▸ **Given task**
Copy the data below line for line, without altering any character.

▸ **Supplied information**
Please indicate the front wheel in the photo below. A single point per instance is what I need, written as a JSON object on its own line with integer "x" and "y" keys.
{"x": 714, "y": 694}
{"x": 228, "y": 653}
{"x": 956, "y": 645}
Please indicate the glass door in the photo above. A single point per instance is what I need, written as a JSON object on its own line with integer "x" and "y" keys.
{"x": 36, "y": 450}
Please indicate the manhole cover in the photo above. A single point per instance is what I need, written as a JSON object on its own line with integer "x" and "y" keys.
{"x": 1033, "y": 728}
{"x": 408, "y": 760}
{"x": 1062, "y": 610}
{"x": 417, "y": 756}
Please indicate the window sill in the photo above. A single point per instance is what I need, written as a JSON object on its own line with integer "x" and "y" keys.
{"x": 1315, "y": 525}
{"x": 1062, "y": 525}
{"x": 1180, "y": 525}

▸ **Exercise output**
Please indicate the front wheel in the photo below. A single point per instance is what I need, written as a JSON object on its own line with integer "x" and "y" keys.
{"x": 714, "y": 694}
{"x": 228, "y": 653}
{"x": 956, "y": 645}
Please indicate the glass door in the photo above. A single point per instance is what I need, written as a JSON object on its own line with integer "x" and "y" keys.
{"x": 36, "y": 450}
Please indicate the manhole cover in the photo above. A single point per instance is what I need, written as a JSON object on its own line with integer "x" and "y" keys.
{"x": 1033, "y": 728}
{"x": 408, "y": 760}
{"x": 1062, "y": 610}
{"x": 417, "y": 756}
Please indicate the window sill in the photo above. A single point per instance is what I need, written as a JSON object on its own line with integer "x" and "y" keys.
{"x": 1315, "y": 525}
{"x": 1062, "y": 525}
{"x": 1180, "y": 525}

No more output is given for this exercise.